• _WHAT TO WORK ON_: Transcribe all of the material exactly.

Start of INPUT

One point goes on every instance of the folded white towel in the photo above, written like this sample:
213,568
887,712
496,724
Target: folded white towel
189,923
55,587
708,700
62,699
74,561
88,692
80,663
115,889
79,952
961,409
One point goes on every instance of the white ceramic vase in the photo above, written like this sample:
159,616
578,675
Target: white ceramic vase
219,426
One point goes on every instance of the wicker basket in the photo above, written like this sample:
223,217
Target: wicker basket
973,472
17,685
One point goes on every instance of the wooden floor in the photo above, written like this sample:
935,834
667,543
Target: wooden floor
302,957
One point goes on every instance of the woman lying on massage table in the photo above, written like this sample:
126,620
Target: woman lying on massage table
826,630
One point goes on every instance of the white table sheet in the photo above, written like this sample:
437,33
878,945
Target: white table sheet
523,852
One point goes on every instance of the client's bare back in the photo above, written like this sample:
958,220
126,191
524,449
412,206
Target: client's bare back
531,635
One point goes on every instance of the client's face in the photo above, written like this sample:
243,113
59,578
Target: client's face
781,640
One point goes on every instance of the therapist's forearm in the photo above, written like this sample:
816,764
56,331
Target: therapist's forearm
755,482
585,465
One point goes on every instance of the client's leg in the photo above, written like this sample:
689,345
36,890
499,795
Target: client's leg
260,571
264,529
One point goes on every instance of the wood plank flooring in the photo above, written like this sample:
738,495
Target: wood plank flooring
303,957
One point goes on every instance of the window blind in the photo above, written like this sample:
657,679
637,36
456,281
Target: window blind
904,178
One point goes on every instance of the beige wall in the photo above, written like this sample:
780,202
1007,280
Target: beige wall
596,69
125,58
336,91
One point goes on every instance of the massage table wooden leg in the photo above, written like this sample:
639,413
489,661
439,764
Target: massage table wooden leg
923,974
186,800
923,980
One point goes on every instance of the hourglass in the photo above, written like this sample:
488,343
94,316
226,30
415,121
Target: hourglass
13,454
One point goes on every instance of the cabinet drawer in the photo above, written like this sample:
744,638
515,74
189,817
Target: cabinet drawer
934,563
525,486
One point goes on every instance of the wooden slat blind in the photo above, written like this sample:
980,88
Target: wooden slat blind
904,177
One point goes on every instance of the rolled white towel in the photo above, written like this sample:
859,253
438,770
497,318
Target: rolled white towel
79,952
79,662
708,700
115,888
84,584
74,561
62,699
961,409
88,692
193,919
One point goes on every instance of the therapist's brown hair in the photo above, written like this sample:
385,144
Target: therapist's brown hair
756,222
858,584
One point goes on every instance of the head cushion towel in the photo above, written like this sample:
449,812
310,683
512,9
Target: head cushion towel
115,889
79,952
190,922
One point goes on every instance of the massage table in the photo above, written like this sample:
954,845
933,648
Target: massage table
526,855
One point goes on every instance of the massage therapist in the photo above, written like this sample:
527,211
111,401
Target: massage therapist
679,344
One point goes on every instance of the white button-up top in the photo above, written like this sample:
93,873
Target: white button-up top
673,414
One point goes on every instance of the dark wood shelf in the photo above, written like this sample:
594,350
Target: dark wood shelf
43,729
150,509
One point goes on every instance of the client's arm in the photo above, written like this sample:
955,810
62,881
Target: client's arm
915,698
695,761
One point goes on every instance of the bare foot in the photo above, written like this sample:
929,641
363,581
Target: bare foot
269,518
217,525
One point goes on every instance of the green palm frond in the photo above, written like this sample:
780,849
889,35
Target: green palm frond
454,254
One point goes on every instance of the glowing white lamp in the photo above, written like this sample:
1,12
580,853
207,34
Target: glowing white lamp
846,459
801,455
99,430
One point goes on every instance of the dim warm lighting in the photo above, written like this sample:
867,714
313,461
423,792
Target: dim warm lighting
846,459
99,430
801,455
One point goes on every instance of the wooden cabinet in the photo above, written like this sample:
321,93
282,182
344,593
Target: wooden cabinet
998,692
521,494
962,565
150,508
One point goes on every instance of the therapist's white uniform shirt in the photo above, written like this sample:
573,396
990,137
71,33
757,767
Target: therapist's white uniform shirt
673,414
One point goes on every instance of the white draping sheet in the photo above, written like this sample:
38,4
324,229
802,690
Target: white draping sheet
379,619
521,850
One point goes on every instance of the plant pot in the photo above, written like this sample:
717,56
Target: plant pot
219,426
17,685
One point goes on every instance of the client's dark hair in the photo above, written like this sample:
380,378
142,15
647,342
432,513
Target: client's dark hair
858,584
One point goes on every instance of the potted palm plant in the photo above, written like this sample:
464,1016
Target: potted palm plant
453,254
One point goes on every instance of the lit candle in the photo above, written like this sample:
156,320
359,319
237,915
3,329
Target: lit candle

End of INPUT

• _OUTPUT FOR THIS EXERCISE_:
One point goes on every instance of the folded white towel in the photo above, written like this sample:
213,568
887,712
496,724
Target: folded white towel
189,923
55,587
708,700
62,699
74,561
88,692
80,663
115,889
79,952
961,409
One point goes on every instance of the white ceramic vase in the photo above, written like this sample:
159,616
578,675
Target: white ceramic vase
219,426
One point goes on every instance of the wicker basket in the photo above, written like this sample:
223,217
Target: wicker basket
973,472
17,685
One point goes on every instance of the wooden floor in the photo above, written like this sample:
935,834
667,543
Target: wooden floor
302,957
One point goes on every instance of the woman lying on massage table in the photo above, written like this sample:
126,620
Target: woman lying on massage table
826,630
One point goes on every instance of the white table sheet in the photo above, written like this sample:
437,33
878,945
Target: white table sheet
523,852
One point goes on every instance of the client's bare back in the photo above, written like this sample:
958,220
126,191
524,449
412,206
Target: client's bare back
531,635
One point goes on every instance of the client's face in the photo above, written like this sample:
243,113
59,578
Target: client's face
781,640
One point goes on every instance of the therapist's forearm in the photo above, written like this sample:
816,764
56,331
Target: therapist's forearm
755,482
585,465
One point goes on every instance of the client's leg in the photo above, written like this sample:
689,345
36,890
499,795
Target: client's leg
260,571
264,529
One point goes on every instance of the wood plank flooring in the photo above, written like this sample:
738,495
Target: wood plank flooring
303,957
One point goes on every instance of the window blind in the photo above, written like this sample:
657,679
637,36
456,281
Target: window blind
904,178
One point goes on every instance of the beige wall in the photo above, written like this sample:
780,202
1007,280
Target: beige wall
596,69
125,58
336,91
One point goes on every instance of the massage table wooden leg in the photo above, written like this sample:
639,413
489,661
439,764
Target: massage table wooden leg
923,974
186,800
923,980
One point goes on every instance of the hourglass in the photo above, written like this sample:
488,343
94,316
226,30
415,121
Target: hourglass
13,454
One point goes on every instance of the cabinet drawer in the photo above, written like this sample:
744,638
515,74
189,817
Target: cabinet drawer
934,563
525,486
One point goes on every instance of the wooden slat blind in the photo above, written like this sample:
980,88
Target: wooden slat blind
904,177
One point goes on every instance of the rolled white towel in the photo above, written like this sample:
859,253
438,770
497,318
Target: rolled white towel
79,952
79,662
708,700
115,888
84,584
74,561
62,699
961,409
88,692
193,919
One point goes on every instance of the therapist's brown hair in the photo above, written like this sample:
385,144
Target: therapist's brown hair
756,222
858,584
One point goes on every instance of the head cushion towel in the photo above, written like this sample:
449,812
310,683
512,9
Target: head cushion towel
115,889
79,952
190,922
One point goes on every instance of the massage table in the photo above, written like this sample:
954,845
933,648
Target: massage table
526,855
One point goes on every instance of the massage therapist in the photo above, written like this sample:
527,211
111,401
Target: massage therapist
679,344
One point goes on every instance of the white button-up top in the photo above, written like this sample:
93,873
Target: white button-up top
673,414
One point goes on every instance of the dark wood shelf in the photo above, written like this sample:
594,350
Target: dark wood shelf
43,729
150,509
One point goes on every instance of the client's arm in the photo above, written like this sample:
955,810
62,881
Target: client's arm
915,698
695,761
One point goes on every instance of the bare foot in the photo above, written like this sample:
929,641
363,581
Target: bare foot
269,518
217,525
One point goes on every instance of the green palm frond in the photo above, written like this sample:
780,849
889,35
Target: green palm frond
454,254
One point goes on every instance of the glowing white lamp in the photo above, written like this sample:
1,12
580,853
207,34
Target: glowing white lamp
846,459
801,455
99,430
One point goes on every instance of the dim warm lighting in the photo above, written like this sample:
867,714
313,461
423,792
Target: dim warm lighting
846,459
99,430
801,455
One point goes on every instance of the wooden cabinet in the photo above, written like this sample:
321,93
282,182
344,593
Target: wooden cabinet
998,692
521,494
962,565
150,508
One point goes on every instance of the therapist's white uniform shirt in the photo above, written like this sample:
573,396
990,137
71,33
757,767
Target: therapist's white uniform shirt
673,414
One point goes on every instance of the white draping sheet in the photo above, written like this sample:
38,4
324,229
802,690
Target: white draping sheet
379,619
521,850
One point goes on every instance of the plant pot in the photo above, written like this sample:
717,56
Target: plant pot
219,426
17,685
One point goes on every instance of the client's dark hair in the photo above, written like this sample:
380,378
142,15
647,342
432,513
Target: client's dark hair
858,584
One point goes on every instance of the potted palm plant in the photo above, written like this sample:
464,1016
Target: potted palm plant
453,254
One point goes on every instance of the lit candle in the photo above, written like this sample:
156,320
359,319
237,915
3,329
Target: lit candle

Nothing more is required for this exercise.